Scientific Formatting

This helper function is used by PrintFloat32 and PrintFloat64 to call Dragon4 and output the result using scientific notation. This results in a compressed number containing the significant digits and a base-10 exponent (e.g. 123e+005 or 45678e+002).

//******************************************************************************
// Outputs the positive number with scientific notation: d.dddde[sign]ddd
// The output is always NUL terminated and the output length (not including the
// NUL) is returned.
//******************************************************************************
tU32 FormatScientific
(
	tC8 * 	pOutBuffer,			// buffer to output into
	tU32	bufferSize,			// maximum characters that can be printed to pOutBuffer
	tU64	mantissa,			// value significand
	tS32	exponent,			// value exponent in base 2
	tU32	mantissaHighBitIdx,	// index of the highest set mantissa bit
	tB		hasUnequalMargins,	// is the high margin twice as large as the low margin
	tS32	precision			// Negative prints as many digits as are needed for a unique
								//  number. Positive specifies the maximum number of
								//  significant digits to print past the decimal point.
)
{
	RJ_ASSERT(bufferSize > 0);

	tS32 printExponent;
	tU32 numPrintDigits;
		
	if (precision < 0)

Material supplied:
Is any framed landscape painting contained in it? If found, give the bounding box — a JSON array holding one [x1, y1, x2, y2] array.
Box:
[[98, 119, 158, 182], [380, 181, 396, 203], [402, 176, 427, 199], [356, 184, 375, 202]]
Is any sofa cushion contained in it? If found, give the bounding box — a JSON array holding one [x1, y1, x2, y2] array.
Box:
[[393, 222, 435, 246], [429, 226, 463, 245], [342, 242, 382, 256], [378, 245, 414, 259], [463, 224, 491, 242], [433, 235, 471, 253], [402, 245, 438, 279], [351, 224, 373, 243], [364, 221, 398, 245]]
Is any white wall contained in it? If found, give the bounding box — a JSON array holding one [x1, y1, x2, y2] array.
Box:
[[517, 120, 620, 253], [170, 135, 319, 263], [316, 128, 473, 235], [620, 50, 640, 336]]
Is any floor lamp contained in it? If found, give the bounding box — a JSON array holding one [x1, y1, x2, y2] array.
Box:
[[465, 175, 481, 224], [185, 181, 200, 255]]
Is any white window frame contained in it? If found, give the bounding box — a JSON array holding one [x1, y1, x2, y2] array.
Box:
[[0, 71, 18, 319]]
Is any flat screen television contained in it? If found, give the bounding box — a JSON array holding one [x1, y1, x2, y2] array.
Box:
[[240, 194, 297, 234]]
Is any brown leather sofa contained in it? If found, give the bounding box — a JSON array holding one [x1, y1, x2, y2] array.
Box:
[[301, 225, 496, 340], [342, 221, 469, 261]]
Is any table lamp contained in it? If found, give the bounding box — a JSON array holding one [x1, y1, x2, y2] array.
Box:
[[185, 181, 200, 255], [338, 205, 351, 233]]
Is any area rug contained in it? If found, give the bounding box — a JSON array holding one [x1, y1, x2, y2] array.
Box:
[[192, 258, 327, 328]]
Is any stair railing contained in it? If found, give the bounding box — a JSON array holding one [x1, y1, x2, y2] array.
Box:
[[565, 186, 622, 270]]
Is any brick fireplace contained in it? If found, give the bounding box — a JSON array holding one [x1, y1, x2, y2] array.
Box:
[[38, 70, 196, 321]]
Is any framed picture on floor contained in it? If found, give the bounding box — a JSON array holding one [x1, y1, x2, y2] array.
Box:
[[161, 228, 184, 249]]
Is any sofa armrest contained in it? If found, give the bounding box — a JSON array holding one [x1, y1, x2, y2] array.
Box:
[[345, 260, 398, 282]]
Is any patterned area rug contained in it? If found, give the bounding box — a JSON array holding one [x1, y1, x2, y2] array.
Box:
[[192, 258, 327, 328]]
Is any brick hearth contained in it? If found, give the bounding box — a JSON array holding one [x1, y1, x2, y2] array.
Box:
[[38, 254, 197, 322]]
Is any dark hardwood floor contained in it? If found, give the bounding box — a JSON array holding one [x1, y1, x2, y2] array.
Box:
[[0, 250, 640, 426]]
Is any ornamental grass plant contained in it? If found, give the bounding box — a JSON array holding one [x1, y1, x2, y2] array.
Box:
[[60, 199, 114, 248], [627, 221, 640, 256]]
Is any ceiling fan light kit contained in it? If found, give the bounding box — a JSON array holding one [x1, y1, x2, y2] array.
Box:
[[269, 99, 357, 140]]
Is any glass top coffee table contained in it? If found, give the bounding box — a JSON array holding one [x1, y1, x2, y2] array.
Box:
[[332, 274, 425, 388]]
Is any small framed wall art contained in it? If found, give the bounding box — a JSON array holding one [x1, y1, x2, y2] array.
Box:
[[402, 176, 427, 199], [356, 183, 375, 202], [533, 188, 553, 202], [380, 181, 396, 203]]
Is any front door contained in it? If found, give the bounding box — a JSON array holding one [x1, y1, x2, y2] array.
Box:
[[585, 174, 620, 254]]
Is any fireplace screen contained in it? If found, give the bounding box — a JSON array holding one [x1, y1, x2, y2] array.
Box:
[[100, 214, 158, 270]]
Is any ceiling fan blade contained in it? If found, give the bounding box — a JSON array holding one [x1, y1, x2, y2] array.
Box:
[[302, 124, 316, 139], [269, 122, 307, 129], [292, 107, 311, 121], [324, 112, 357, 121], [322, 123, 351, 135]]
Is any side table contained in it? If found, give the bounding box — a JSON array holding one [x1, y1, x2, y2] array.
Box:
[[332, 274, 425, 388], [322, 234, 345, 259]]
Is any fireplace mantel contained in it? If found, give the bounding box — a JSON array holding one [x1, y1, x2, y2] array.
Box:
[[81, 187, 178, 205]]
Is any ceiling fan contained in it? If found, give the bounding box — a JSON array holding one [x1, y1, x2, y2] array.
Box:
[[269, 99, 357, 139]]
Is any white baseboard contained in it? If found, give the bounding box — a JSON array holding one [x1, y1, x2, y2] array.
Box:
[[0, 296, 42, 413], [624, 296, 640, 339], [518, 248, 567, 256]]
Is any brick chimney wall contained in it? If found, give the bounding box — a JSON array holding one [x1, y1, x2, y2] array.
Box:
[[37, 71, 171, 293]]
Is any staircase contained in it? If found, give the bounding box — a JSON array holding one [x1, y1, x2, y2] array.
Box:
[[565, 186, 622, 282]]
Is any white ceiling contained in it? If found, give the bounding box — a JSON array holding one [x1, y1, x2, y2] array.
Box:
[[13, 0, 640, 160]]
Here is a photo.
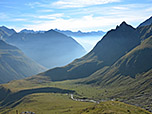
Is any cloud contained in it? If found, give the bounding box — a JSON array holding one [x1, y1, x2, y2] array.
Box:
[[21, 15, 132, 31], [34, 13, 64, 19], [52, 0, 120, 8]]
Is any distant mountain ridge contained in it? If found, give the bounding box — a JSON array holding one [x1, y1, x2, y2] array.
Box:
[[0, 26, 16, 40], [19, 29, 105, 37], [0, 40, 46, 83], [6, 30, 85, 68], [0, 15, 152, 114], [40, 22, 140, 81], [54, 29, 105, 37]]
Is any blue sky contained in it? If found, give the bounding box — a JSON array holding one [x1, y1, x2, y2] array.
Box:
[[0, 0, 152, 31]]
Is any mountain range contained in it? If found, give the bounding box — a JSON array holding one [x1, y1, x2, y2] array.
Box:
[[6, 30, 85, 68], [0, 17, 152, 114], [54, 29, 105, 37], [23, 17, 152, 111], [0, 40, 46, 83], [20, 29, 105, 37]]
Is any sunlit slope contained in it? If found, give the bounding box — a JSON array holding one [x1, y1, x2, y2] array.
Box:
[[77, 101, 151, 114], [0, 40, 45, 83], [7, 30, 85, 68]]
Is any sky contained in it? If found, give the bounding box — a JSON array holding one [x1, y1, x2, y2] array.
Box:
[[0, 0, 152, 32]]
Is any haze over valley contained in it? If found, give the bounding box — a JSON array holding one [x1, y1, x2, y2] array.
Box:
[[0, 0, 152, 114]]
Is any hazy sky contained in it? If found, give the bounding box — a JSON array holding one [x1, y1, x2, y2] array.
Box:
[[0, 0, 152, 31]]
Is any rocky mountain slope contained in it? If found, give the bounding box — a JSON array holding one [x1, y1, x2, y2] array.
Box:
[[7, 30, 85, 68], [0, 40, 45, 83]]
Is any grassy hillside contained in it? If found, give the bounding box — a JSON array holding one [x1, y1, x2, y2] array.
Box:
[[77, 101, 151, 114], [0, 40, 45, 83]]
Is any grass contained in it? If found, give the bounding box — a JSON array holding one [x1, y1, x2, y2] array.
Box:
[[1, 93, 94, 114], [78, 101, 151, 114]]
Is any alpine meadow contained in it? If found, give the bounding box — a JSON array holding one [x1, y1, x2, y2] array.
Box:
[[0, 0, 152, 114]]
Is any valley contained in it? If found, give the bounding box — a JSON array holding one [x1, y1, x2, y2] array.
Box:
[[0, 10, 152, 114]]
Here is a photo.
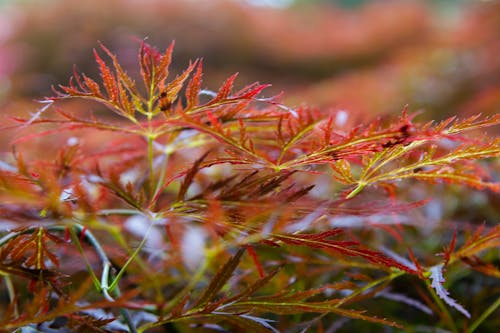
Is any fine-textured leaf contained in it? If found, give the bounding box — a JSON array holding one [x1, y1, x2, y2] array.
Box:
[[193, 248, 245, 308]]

==

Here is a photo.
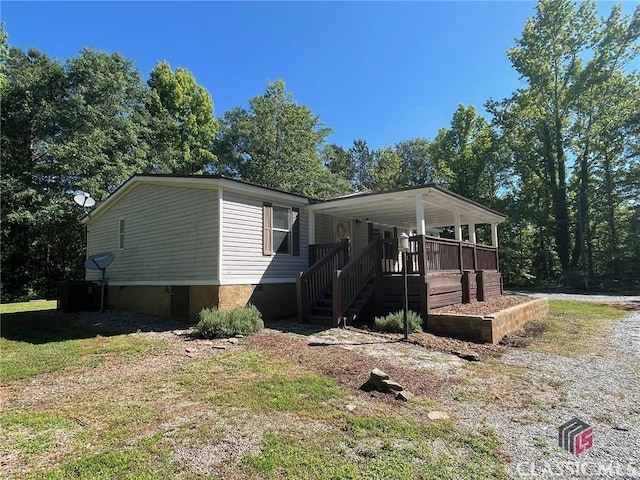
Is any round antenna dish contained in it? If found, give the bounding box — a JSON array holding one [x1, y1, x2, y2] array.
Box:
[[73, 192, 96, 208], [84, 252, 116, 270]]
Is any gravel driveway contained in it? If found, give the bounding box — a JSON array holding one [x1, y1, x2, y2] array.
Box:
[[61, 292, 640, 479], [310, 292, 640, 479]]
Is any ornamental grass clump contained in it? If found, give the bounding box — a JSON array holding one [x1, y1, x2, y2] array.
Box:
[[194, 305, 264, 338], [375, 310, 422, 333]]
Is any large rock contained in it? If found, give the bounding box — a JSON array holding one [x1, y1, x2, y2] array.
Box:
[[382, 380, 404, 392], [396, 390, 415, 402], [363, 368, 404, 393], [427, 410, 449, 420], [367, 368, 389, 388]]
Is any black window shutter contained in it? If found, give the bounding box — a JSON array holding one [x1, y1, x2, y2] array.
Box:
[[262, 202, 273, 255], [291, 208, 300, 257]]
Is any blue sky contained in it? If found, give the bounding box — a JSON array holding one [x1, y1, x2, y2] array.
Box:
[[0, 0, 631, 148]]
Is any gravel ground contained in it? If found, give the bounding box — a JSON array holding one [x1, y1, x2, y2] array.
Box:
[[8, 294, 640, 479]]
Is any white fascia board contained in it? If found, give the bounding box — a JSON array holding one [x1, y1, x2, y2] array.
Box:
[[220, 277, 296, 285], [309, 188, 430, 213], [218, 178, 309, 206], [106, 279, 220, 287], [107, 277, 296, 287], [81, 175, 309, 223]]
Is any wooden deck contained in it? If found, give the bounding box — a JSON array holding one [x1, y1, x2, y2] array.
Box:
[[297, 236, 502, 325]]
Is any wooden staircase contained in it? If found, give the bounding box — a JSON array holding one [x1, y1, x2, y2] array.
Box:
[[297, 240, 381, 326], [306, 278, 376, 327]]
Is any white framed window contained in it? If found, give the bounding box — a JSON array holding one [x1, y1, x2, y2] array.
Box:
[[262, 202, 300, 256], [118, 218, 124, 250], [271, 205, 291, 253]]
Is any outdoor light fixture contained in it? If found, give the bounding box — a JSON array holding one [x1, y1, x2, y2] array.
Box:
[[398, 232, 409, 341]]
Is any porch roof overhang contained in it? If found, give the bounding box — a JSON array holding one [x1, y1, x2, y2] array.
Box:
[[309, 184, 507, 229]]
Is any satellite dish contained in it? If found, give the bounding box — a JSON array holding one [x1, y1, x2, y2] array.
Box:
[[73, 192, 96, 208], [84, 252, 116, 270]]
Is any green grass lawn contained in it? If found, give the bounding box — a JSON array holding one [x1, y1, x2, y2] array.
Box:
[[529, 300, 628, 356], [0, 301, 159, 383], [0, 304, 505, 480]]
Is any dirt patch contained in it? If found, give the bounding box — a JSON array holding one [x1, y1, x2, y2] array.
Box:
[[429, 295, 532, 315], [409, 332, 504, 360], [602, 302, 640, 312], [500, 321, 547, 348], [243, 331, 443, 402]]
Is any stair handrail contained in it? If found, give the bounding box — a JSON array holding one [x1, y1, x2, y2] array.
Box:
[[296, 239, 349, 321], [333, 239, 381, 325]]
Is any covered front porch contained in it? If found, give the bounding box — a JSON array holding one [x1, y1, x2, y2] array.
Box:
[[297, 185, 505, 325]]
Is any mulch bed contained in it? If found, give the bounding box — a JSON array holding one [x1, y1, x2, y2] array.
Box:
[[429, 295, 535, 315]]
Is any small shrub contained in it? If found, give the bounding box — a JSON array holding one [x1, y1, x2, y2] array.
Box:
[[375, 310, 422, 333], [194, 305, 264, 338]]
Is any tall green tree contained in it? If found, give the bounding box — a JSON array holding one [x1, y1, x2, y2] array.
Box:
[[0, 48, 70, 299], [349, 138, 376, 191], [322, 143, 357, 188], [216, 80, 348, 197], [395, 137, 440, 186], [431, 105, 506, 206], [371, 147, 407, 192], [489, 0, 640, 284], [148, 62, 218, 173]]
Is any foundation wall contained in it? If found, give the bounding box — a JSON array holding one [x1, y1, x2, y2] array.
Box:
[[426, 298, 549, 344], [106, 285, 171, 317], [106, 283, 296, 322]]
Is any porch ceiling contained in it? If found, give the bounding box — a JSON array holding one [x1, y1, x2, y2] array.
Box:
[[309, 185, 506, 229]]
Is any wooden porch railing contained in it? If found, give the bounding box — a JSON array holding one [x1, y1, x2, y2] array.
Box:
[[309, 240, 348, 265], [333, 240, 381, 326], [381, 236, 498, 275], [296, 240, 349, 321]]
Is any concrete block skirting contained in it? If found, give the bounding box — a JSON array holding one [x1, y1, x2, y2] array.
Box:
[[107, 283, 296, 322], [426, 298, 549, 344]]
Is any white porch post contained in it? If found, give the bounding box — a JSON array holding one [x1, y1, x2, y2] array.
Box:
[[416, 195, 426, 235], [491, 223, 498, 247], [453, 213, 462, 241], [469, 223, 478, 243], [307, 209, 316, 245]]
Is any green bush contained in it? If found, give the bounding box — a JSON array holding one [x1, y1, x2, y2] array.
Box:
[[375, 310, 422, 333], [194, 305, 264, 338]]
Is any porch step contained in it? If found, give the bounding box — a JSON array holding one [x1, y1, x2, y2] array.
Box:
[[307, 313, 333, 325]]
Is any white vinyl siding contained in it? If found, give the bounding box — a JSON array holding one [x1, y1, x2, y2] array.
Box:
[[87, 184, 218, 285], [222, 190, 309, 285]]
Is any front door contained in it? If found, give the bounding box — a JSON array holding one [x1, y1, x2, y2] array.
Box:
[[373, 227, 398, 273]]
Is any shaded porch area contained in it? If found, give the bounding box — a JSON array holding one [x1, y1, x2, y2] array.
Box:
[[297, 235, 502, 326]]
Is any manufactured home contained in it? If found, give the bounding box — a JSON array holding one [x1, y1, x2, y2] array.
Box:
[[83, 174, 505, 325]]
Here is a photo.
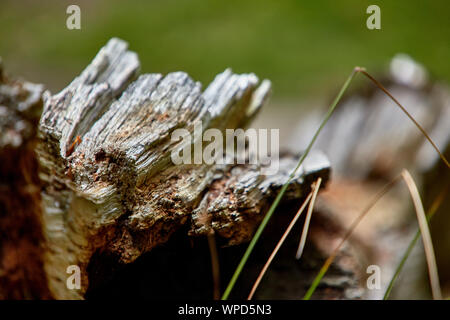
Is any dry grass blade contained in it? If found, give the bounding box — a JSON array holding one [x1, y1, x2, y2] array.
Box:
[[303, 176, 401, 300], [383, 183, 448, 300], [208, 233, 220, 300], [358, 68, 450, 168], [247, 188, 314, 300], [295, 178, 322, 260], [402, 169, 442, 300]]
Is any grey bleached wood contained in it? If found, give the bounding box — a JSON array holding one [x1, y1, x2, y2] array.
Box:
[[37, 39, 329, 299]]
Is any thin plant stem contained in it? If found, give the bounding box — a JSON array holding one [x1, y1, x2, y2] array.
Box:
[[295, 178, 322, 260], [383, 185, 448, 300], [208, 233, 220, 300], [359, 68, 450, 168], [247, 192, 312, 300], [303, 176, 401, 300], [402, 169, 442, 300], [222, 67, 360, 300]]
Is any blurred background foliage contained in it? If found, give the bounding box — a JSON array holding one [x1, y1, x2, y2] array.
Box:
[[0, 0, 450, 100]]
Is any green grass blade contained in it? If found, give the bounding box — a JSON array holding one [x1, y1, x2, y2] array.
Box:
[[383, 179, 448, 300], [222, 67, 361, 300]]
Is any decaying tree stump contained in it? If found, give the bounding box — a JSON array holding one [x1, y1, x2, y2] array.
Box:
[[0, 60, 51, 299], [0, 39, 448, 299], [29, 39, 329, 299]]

Your task: Continue the scientific-formatting passage and its FormatScientific code from the point where it stops.

Exercise response:
	{
		numPrintDigits = Dragon4(	mantissa,
									exponent,
									mantissaHighBitIdx,
									hasUnequalMargins,
									CutoffMode_Unique,
									0,
									pOutBuffer,
									bufferSize,
									&printExponent );
	}
	else
	{
		numPrintDigits = Dragon4(	mantissa,
									exponent,
									mantissaHighBitIdx,
									hasUnequalMargins,
									CutoffMode_TotalLength,
									precision + 1,
									pOutBuffer,
									bufferSize,
									&printExponent );
	}

	RJ_ASSERT( numPrintDigits > 0 );
	RJ_ASSERT( numPrintDigits <= bufferSize );

	tC8 * pCurOut = pOutBuffer;

	// keep the whole number as the first digit
	if (bufferSize > 1)
	{
		pCurOut += 1;
		bufferSize -= 1;
	}

	// insert the decimal point prior to the fractional number
	tU32 numFractionDigits = numPrintDigits-1;
	if (numFractionDigits > 0 && bufferSize > 1)
	{
		tU32 maxFractionDigits = bufferSize-2;
		if (numFractionDigits > maxFractionDigits)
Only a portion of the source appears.